▶ **OPDRACHT**:
Schrijf de brontekst over het anker van de Belgica opnieuw uit, van "Het anker met" tot en met "van grote schepen.", en hernoem daarbij "duikers" overal tot "duikteams".

▶ **BRONTEKST**:
★ ★ ★

Vlaamse Overheid
behandeling
Anker van de Belgica krijgt conserverende behandeling
Vlaamse overheid
dinsdag 16 september 2008
Op donderdag 18 september wordt in Raversijde het anker van het
Antarctische expeditieschip van Adrien de Gerlache weer te water
gelaten. Niet in zeewater deze keer, maar in een chemische oplossing
die het ijzer tegen verder verval moet beschermen. Het Vlaams
Instituut voor het Onroerend Erfgoed (VIOE) zorgt voor de
wetenschappelijke begeleiding van die noodzakelijke
conservatiebehandeling. De pers is van harte welkom bij de
tewaterlating om 10.00u en zal er uitleg krijgen over het onderzoek
van het anker en over de conservering van metalen scheepswrakvondsten.
Waar komt het anker vandaan?
Het anker met ijzeren stok is het grootste artefact dat uit het wrak
van de Belgica werd gehaald. Dat wrak ligt op de zeebodem niet ver van
de kust nabij Harstad (Noorwegen). Het enorme stokanker werd samen met
andere artefacten geborgen tijdens de verkenningen door duikers de
afgelopen jaren. Hoewel er in de loop van de negentiende eeuw al
nieuwe types van ankers waren uitgevonden, was het eeuwenoude
stokanker ten tijde van de Zuidpoolexpeditie met de Belgica (1897-98)
nog altijd een nuttig, veilig en bijgevolg veelgebruikt attribuut aan
boord van grote schepen.

★ ★ ★

▶ **MATERIAAL**:
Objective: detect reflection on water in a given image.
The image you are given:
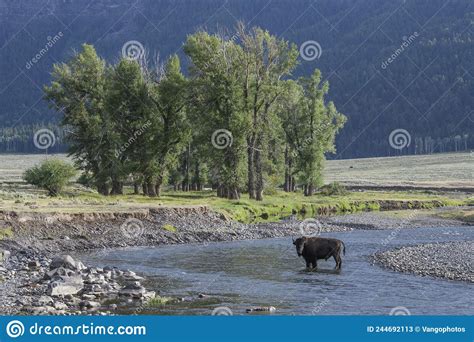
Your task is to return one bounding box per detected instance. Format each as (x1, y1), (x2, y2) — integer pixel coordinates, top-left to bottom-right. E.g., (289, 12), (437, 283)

★ ★ ★

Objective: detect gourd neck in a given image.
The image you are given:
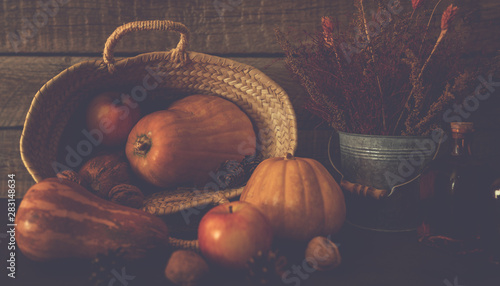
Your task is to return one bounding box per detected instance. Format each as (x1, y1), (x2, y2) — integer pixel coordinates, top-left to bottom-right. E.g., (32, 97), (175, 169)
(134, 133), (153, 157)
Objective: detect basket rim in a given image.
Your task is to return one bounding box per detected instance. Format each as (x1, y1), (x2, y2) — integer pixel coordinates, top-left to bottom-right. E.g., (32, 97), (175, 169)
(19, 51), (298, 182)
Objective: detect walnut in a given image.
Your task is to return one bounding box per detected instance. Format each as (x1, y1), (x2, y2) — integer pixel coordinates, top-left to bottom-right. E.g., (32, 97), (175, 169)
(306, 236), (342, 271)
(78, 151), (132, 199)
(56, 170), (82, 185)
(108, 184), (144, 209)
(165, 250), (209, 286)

★ ★ ★

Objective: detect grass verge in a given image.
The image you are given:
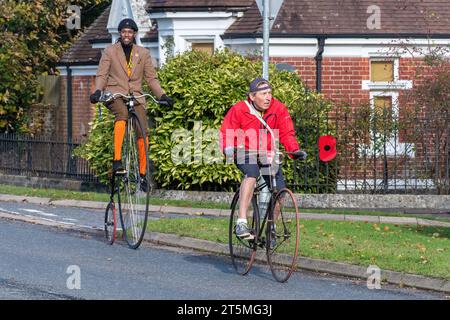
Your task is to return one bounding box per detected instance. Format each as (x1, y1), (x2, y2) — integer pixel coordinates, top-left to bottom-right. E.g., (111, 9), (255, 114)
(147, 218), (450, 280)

★ ★ ★

▶ **ANTWOORD**:
Het anker met ijzeren stok is het grootste artefact dat uit het wrak
van de Belgica werd gehaald. Dat wrak ligt op de zeebodem niet ver van
de kust nabij Harstad (Noorwegen). Het enorme stokanker werd samen met
andere artefacten geborgen tijdens de verkenningen door duikteams de
afgelopen jaren. Hoewel er in de loop van de negentiende eeuw al
nieuwe types van ankers waren uitgevonden, was het eeuwenoude
stokanker ten tijde van de Zuidpoolexpeditie met de Belgica (1897-98)
nog altijd een nuttig, veilig en bijgevolg veelgebruikt attribuut aan
boord van grote schepen.